### Task prompt
Transcribe everything below from the start of the data down to the line containing "Query: paved path", with both ends included and no changes.

··· Record set ···

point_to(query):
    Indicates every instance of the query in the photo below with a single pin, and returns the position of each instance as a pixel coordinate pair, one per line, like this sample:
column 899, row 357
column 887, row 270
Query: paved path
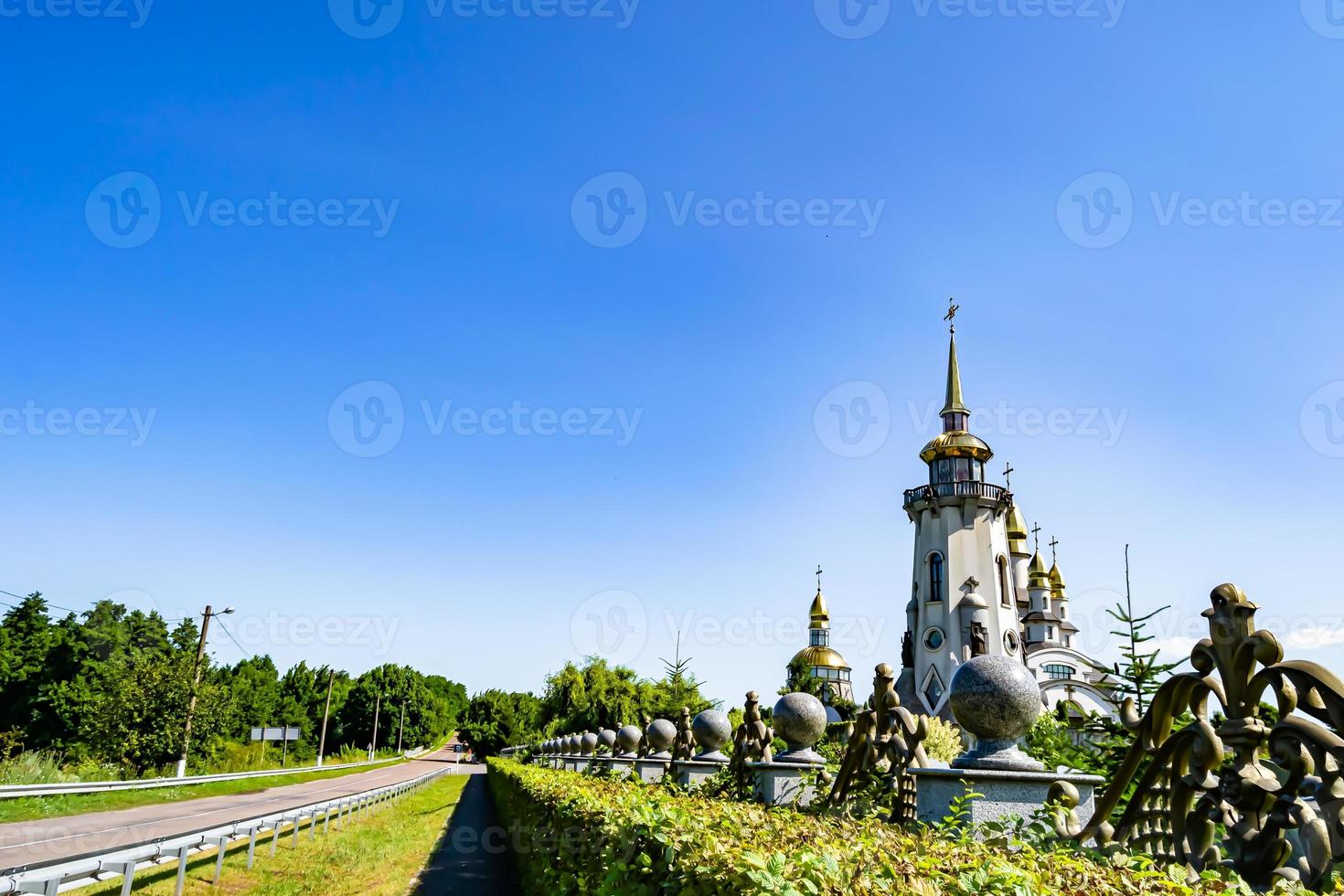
column 46, row 841
column 461, row 865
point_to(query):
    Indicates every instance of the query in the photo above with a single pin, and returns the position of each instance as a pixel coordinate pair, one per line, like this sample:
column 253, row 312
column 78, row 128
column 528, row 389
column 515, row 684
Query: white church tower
column 976, row 587
column 964, row 595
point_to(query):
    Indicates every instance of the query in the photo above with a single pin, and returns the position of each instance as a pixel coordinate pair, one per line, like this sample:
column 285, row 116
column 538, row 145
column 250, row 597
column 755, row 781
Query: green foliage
column 111, row 687
column 600, row 696
column 497, row 719
column 944, row 741
column 578, row 835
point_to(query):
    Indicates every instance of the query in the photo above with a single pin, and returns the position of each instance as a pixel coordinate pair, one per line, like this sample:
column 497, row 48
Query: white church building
column 976, row 584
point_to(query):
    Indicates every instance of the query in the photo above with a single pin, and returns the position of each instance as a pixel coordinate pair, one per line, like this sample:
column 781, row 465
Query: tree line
column 581, row 698
column 111, row 686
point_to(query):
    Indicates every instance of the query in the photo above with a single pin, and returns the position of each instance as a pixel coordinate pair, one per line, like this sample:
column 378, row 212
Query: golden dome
column 955, row 443
column 1037, row 574
column 820, row 657
column 1057, row 581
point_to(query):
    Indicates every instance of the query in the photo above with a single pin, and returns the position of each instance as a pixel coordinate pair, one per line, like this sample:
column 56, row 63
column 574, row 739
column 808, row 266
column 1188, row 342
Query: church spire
column 955, row 402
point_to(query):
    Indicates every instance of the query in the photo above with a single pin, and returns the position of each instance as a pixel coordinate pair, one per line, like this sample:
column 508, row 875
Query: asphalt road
column 43, row 842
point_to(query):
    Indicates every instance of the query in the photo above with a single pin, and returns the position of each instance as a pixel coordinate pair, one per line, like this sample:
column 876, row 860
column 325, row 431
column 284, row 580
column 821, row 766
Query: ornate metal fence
column 1232, row 787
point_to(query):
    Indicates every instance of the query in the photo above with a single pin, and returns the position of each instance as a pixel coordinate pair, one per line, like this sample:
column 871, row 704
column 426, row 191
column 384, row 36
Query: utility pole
column 372, row 749
column 195, row 684
column 326, row 712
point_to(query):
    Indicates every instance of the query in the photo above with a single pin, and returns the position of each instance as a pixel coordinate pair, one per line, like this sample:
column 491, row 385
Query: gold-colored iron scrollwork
column 1232, row 790
column 887, row 741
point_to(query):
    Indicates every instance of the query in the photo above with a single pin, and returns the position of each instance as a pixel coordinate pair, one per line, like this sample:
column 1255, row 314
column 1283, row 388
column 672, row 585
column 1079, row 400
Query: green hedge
column 581, row 835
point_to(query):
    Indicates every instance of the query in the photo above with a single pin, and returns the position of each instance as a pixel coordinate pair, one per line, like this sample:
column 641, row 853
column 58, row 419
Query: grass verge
column 34, row 807
column 379, row 855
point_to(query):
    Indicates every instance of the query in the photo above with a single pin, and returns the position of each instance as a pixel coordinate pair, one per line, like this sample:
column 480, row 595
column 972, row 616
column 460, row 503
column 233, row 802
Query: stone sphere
column 629, row 738
column 660, row 735
column 800, row 719
column 995, row 698
column 711, row 730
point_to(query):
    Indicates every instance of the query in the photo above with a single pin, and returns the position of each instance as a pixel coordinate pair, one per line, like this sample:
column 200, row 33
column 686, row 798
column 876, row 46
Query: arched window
column 1004, row 583
column 935, row 577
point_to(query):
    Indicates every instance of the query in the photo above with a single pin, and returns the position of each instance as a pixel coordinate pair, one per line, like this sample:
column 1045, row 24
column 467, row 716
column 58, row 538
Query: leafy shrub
column 944, row 741
column 575, row 835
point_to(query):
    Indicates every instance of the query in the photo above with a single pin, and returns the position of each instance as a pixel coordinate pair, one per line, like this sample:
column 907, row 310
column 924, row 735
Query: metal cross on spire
column 952, row 314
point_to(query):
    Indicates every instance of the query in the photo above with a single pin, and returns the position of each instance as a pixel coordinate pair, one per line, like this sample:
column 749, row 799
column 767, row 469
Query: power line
column 54, row 606
column 220, row 624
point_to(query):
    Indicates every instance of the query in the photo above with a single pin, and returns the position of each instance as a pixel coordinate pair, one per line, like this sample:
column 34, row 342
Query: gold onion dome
column 1057, row 581
column 820, row 657
column 1037, row 574
column 955, row 443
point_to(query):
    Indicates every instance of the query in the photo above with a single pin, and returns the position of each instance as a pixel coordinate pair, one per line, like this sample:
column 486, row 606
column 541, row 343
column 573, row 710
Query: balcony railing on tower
column 965, row 489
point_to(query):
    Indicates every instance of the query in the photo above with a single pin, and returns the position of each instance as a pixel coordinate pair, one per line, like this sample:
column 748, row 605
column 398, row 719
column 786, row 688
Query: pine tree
column 1143, row 672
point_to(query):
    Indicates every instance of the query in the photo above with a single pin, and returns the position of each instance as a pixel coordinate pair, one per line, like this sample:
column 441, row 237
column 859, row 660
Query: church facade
column 977, row 587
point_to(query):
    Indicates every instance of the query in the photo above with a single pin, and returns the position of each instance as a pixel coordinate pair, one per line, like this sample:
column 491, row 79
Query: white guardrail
column 149, row 784
column 123, row 861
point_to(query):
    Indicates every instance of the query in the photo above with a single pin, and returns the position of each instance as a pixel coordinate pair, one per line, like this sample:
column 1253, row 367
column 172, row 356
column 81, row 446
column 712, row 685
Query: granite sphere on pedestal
column 660, row 735
column 629, row 739
column 711, row 730
column 800, row 719
column 997, row 700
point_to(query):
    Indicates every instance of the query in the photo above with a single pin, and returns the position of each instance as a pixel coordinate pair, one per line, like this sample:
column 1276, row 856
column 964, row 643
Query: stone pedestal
column 1004, row 795
column 780, row 784
column 651, row 770
column 692, row 775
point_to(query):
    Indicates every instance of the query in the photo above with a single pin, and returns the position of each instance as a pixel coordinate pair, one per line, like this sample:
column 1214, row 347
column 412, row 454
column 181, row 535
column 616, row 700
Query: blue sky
column 1195, row 308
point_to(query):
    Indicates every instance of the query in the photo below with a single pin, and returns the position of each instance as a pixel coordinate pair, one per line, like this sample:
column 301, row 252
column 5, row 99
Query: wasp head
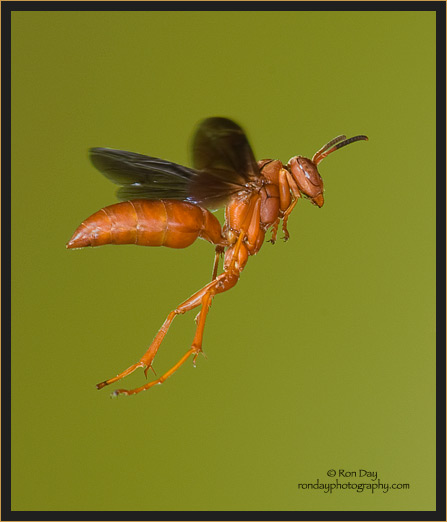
column 305, row 172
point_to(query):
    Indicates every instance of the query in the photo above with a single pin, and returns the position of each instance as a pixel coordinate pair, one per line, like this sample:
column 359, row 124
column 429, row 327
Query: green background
column 322, row 357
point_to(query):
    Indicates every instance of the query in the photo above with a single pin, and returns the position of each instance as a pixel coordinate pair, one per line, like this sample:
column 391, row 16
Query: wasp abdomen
column 171, row 223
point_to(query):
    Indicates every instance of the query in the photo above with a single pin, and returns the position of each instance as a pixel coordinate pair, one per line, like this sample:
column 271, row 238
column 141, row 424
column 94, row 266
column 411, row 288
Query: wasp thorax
column 309, row 181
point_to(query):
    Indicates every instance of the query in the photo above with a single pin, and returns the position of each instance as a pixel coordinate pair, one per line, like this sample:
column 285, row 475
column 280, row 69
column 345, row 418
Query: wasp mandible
column 166, row 204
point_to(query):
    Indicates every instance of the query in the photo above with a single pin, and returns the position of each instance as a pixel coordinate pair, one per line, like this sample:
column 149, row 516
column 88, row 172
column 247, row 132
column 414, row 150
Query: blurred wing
column 153, row 178
column 221, row 145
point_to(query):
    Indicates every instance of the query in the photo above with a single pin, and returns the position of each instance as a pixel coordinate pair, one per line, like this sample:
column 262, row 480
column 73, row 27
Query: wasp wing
column 221, row 144
column 223, row 164
column 142, row 176
column 147, row 177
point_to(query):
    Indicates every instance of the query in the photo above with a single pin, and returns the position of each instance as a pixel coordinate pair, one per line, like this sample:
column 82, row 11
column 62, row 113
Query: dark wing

···

### Result of the task
point_to(query):
    Indicates every instance of the query in the photo below with a single pin, and returns the position of each instance as a pixel coordinate pair, one per line, like this sample:
column 899, row 357
column 887, row 270
Query: paved path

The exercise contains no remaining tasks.